**Exercise prompt:** Restate word for word the span of lines that opens with the line containing "An image is provided above. Search it thoroughly for woman's" and closes with the last line of the material. Include both ends and nothing more.

==========

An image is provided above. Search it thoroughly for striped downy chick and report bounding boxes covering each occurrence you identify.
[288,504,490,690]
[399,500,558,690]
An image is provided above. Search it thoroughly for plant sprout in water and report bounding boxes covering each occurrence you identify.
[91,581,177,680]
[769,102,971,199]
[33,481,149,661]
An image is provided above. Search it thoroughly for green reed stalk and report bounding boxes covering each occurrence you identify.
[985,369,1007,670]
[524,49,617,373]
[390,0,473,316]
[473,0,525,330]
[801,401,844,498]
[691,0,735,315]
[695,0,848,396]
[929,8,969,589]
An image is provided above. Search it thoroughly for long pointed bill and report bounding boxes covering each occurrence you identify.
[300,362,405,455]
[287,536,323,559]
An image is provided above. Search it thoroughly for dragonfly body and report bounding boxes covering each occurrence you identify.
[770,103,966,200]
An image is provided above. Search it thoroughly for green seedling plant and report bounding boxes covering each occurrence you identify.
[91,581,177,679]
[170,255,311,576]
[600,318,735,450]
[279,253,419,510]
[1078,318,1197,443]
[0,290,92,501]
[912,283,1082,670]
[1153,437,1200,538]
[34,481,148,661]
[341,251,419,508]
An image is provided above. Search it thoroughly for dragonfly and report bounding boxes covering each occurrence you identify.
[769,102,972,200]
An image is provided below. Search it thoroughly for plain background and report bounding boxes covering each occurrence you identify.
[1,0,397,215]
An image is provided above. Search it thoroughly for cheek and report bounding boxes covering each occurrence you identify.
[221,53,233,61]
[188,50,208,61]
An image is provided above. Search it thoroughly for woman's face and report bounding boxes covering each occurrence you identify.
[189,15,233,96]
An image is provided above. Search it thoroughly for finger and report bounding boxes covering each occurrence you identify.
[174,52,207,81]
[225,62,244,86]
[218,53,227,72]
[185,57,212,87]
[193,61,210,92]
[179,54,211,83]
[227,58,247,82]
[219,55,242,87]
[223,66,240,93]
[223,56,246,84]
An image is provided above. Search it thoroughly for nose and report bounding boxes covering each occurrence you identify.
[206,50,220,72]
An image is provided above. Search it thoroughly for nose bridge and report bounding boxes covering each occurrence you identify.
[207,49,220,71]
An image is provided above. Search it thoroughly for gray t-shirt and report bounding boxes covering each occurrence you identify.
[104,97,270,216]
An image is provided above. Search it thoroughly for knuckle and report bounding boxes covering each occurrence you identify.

==========

**Written response:**
An image is provided above. Search it thoroughly for woman's face and report bounding boxes covering each occurrence you identify.
[189,15,233,96]
An image is provided above. Search it thoroughly for finger and report bounding boxes covering each occurrence you identify.
[174,52,207,81]
[225,62,244,86]
[218,53,227,72]
[185,57,212,87]
[193,61,210,92]
[179,54,211,83]
[227,58,247,82]
[219,55,242,87]
[223,66,240,93]
[223,56,246,84]
An image is provided above. Search it thoroughly for nose and report bounding boxes covering each occurrence you identify.
[206,50,220,72]
An image is provided above. Search it thoroughly for nose bridge and report bounding boxes covering each occurrence you identify.
[207,49,220,71]
An image is provided above. Search it thoroughly for gray t-shirt and report bounding boxes covering each occurrence you identify.
[104,97,270,216]
An image is provided above. Search it thoroughly for knuckle and report bounding boxes covering each occurrence you identify.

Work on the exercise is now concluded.